In the records below, find the line that contains "Query: fruit platter" and the line that contains "of the large". Set down exactly those lines and every line between them, and nothing more.

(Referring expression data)
================================

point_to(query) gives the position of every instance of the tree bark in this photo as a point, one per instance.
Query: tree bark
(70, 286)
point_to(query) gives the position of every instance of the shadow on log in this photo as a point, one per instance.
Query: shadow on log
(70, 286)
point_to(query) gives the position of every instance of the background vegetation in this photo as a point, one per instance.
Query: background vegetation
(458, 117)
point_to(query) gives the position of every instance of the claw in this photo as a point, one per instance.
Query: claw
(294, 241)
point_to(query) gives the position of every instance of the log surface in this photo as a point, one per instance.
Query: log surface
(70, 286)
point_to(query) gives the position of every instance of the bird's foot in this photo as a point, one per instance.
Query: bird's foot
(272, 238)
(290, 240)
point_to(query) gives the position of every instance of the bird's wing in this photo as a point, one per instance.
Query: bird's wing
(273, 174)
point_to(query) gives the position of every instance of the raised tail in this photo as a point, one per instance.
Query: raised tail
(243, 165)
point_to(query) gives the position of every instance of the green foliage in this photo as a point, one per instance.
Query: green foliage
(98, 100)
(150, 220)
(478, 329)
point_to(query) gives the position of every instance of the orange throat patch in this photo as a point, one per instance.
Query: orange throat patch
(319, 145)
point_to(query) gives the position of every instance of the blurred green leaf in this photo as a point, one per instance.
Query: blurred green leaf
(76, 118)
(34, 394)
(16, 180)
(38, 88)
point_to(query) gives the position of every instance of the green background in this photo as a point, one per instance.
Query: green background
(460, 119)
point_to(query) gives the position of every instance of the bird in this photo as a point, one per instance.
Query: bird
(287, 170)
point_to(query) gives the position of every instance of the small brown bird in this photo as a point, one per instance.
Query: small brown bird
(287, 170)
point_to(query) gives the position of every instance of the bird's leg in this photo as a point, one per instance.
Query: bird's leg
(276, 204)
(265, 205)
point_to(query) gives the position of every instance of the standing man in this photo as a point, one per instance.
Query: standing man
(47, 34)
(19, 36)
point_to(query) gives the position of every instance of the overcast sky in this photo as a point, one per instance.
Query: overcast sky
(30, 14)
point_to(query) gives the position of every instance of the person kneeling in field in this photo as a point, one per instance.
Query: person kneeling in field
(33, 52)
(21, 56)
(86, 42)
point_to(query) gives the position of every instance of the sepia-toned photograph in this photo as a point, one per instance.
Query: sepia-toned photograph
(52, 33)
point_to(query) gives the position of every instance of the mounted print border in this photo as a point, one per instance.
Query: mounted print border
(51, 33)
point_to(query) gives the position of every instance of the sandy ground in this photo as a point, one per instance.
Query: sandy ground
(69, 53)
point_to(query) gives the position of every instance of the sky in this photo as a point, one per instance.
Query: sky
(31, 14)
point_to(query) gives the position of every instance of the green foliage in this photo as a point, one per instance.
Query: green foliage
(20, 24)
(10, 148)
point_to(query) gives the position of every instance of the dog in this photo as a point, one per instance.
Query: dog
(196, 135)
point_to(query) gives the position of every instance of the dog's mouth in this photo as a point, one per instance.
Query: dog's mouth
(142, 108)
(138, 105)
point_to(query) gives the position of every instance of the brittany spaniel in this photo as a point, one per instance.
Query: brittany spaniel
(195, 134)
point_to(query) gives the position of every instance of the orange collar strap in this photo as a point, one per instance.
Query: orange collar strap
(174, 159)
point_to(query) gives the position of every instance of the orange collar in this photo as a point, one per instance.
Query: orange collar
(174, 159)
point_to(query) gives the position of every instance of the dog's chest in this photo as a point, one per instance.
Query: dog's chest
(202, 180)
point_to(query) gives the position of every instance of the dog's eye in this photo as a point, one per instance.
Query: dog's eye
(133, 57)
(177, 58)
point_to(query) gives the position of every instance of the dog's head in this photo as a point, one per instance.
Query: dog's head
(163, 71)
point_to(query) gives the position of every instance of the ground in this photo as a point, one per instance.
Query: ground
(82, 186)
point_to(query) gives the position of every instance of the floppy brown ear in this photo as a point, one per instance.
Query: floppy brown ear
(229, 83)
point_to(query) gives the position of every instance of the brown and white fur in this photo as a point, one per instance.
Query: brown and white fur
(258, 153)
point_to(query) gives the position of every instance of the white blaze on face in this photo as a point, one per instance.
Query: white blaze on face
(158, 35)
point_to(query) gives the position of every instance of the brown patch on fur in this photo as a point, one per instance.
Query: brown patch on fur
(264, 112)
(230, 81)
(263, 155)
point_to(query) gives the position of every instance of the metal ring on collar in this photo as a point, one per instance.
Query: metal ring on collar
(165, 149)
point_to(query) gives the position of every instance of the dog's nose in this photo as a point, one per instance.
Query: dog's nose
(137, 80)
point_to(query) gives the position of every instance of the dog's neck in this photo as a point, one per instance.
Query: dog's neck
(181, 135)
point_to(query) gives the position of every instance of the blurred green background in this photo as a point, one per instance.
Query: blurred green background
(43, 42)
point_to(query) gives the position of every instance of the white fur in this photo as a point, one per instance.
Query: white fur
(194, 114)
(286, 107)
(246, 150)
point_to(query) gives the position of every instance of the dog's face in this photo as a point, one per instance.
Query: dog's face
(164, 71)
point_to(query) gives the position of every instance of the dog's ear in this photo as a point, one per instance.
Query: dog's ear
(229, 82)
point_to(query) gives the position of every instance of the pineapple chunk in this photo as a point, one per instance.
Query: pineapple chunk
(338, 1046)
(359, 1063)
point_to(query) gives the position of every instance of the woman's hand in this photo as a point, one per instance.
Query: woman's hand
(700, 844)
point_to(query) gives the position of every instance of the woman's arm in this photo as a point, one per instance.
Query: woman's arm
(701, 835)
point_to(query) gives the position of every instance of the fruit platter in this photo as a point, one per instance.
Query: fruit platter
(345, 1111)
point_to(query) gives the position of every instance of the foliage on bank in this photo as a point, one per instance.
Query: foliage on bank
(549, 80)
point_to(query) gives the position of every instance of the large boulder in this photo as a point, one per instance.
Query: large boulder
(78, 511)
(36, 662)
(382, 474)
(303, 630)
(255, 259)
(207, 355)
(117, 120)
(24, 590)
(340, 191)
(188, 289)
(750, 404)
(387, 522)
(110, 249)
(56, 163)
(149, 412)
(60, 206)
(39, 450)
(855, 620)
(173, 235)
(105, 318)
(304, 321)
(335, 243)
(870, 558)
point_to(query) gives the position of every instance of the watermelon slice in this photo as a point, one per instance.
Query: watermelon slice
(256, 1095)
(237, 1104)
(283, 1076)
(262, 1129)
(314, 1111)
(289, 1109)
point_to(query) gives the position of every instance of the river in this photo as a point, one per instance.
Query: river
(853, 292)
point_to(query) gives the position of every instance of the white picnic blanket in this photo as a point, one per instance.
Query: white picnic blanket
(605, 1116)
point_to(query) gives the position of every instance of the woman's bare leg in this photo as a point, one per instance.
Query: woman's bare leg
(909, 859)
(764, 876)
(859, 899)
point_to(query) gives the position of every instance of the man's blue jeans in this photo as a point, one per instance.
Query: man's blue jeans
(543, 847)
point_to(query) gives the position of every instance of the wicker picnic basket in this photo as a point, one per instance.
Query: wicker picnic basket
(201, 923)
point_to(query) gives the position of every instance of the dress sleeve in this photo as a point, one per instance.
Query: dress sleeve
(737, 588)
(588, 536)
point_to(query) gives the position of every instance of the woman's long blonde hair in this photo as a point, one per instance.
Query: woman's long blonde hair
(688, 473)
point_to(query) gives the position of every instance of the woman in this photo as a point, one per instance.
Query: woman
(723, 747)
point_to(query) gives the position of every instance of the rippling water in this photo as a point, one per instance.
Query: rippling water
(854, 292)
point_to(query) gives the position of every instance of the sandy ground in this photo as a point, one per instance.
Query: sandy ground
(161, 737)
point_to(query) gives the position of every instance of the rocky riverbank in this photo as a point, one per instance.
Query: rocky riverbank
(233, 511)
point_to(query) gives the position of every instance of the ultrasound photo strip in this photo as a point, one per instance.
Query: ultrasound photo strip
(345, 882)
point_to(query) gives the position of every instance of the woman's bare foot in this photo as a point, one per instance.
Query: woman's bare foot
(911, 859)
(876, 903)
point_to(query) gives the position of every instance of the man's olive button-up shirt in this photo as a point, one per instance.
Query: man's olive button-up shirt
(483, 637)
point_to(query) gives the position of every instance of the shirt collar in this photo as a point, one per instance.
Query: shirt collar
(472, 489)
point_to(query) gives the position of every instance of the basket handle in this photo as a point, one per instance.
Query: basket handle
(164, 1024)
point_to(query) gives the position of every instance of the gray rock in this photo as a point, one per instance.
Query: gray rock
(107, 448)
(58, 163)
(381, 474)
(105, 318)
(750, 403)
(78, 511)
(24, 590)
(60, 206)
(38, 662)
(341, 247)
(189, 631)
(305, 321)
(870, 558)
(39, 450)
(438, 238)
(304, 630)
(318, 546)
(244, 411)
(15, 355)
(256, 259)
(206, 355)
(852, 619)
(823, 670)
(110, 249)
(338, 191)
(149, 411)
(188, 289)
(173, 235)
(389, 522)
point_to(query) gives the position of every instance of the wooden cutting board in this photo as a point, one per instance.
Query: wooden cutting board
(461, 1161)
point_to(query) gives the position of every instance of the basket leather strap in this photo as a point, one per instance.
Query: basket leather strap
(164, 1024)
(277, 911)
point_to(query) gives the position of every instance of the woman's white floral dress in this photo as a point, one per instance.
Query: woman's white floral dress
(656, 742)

================================

- **Result of this task**:
Query: fruit platter
(345, 1111)
point_to(query) gives the position of every instance of the foliage on bank in this photo as a point, one per instance.
Query: foliage on bank
(549, 80)
point_to(query) gives the position of every instance of the large boulder in this photo as a point, one per instance.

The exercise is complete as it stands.